*Required work*: An exact transcription of the data below is needed.

*Natural language region descriptions*:
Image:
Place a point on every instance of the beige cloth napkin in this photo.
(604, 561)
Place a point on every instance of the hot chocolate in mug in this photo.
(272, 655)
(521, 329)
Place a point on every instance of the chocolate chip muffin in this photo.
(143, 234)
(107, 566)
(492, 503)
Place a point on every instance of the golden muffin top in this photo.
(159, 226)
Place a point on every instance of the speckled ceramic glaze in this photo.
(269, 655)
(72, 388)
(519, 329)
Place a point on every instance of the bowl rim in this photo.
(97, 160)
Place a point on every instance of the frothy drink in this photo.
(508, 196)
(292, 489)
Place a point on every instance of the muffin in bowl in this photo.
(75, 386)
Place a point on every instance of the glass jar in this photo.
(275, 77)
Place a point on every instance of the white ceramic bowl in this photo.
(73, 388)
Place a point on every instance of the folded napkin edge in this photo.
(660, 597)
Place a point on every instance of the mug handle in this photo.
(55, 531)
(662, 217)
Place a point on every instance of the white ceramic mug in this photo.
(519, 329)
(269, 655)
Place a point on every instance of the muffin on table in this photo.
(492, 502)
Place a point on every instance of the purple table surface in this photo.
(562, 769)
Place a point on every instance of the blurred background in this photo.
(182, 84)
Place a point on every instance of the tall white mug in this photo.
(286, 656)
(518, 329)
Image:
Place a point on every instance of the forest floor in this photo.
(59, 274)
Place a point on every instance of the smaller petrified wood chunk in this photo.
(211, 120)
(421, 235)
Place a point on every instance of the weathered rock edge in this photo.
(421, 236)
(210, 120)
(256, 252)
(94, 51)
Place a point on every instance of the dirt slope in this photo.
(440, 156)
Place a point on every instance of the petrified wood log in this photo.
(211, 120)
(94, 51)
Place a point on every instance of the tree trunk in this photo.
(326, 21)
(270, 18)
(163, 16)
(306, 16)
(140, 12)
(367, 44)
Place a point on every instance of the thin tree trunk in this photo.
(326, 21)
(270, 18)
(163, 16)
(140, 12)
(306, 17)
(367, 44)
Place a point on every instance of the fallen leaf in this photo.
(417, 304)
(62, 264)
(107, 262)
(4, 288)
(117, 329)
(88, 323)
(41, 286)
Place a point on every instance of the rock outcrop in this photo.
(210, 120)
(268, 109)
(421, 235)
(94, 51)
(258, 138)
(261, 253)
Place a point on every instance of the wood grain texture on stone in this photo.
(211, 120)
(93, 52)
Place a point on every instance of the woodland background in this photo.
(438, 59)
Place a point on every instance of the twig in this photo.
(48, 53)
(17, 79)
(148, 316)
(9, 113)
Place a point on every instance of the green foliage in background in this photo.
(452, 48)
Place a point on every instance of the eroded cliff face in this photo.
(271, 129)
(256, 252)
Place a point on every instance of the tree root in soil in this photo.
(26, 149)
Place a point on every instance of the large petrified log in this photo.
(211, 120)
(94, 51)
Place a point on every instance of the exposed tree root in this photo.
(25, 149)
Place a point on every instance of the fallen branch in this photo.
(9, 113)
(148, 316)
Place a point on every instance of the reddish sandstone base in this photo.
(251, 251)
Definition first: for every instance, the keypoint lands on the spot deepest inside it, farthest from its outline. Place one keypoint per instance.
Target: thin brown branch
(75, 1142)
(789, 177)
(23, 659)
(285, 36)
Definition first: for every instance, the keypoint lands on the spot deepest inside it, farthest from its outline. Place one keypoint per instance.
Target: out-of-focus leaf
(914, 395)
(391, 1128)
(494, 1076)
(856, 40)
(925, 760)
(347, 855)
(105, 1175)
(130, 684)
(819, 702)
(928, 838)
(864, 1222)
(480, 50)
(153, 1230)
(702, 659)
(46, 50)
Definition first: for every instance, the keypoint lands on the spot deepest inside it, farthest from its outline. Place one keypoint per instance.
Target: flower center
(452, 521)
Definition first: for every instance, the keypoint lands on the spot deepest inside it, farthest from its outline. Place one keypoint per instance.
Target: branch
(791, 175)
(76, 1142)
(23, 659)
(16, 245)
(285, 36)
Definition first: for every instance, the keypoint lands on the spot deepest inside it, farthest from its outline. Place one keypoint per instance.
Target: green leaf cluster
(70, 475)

*Solved problem*:
Image:
Place a point on every instance of the beige cloth napkin in this photo.
(604, 561)
Place a point on every instance of the hot chocolate in mug in this photo.
(272, 655)
(521, 329)
Place a point on every instance of the chocolate chip muffin in this photo.
(143, 234)
(107, 566)
(492, 503)
Place a point on every instance of the golden muffin top in this photo.
(159, 226)
Place a point on every instance of the speckled ceramic glaze in this photo.
(269, 655)
(72, 388)
(519, 329)
Place a point on every instance of the bowl rim in this photo.
(97, 160)
Place a point on every instance of the frothy drink in this photo.
(508, 196)
(292, 489)
Place a point on every instance of the muffin in bowl in this photo.
(75, 386)
Place a point on every instance of the glass jar in this photo.
(275, 77)
Place a point on every instance of the white ceramic bowl in this photo.
(73, 388)
Place a point on every instance of the folded napkin edge in this photo.
(660, 597)
Place a point on every instance of the mug handle in this photo.
(55, 531)
(662, 217)
Place a point on every instance of the white ceramic mug in this photo.
(519, 329)
(269, 655)
Place a point on every instance of the muffin on table in this photo.
(492, 502)
Place a point on every instance of the purple table surface in this photo.
(562, 769)
Place a point on every instance of the blurred background in this photo.
(182, 84)
Place a point on every instance of the tall white mug in this photo.
(286, 656)
(518, 329)
Image:
Place a point on every instance of the forest floor in this photo.
(59, 274)
Place a point on every instance of the smaller petrified wood chunk in this photo.
(211, 120)
(421, 235)
Place a point on every instance of the weathered rock edge in this photo.
(421, 236)
(210, 120)
(256, 252)
(94, 51)
Place a point on every instance of the dirt slope in this photo.
(440, 156)
Place a point on every instance of the petrified wood log in this photo.
(211, 120)
(94, 51)
Place a point on every instance of the tree trunk in this photo.
(326, 21)
(270, 18)
(163, 16)
(306, 16)
(140, 12)
(367, 44)
Place a point on every instance of the thin tree trunk in this photo.
(326, 21)
(270, 18)
(163, 16)
(140, 12)
(306, 17)
(367, 44)
Place a point on every instance of the fallen leaf in this photo.
(417, 304)
(62, 264)
(107, 262)
(4, 288)
(117, 329)
(88, 323)
(41, 286)
Place a point on every instance of the rock outcrop in this photo.
(210, 120)
(268, 109)
(421, 235)
(94, 51)
(258, 138)
(261, 253)
Place a point on every instance of the wood grain texture on stone in this photo.
(211, 120)
(93, 52)
Place a point on every instance of the woodland background in this photo.
(438, 59)
Place a point on every instance of the twig in this photo.
(48, 53)
(17, 79)
(148, 316)
(9, 113)
Place a point on every instance of the green foliage in background in this photo.
(452, 48)
Place a point on every instance of the eroded cliff face in this photo.
(271, 129)
(256, 252)
Place a point on every instance of the tree root in soil in this photo.
(26, 149)
Place a point on every instance of the large petrified log in this photo.
(211, 120)
(94, 51)
Place a point on every instance of the exposed tree root in this photo.
(25, 149)
Place a point on every instance of the fallen branch in this photo.
(9, 113)
(148, 316)
Place a point on every instance of the reddish sandstone base in this photo.
(251, 251)
Definition first: for every instance, the keypoint lands on the spot deepest inside it, farthest from its outline. Place one keypoint per instance.
Target: thin brown branch
(75, 1142)
(789, 177)
(23, 659)
(285, 36)
Definition first: for every instance, the keypoint lands on the spot deepest inside it, farthest from its outline. Place one keypoint per instance.
Target: out-of-focus leaf
(914, 395)
(391, 1128)
(494, 1076)
(856, 40)
(925, 760)
(347, 855)
(105, 1175)
(130, 684)
(819, 702)
(928, 838)
(864, 1222)
(480, 50)
(153, 1230)
(702, 659)
(46, 50)
Definition first: for every instance, the keypoint lands on the spot deepest inside it, farthest from its outline. Place one keypoint per instance.
Target: flower center
(452, 521)
Definition first: for every instance, the keypoint lands on the spot deepest inside it, farthest from its outline. Place one keypoint per instance.
Target: branch
(791, 175)
(76, 1142)
(23, 659)
(16, 245)
(285, 36)
Definition first: for every instance, the keypoint lands on the spot deepest inside it, farthest from its outline. Place one keypoint per instance.
Target: green leaf cluster
(70, 475)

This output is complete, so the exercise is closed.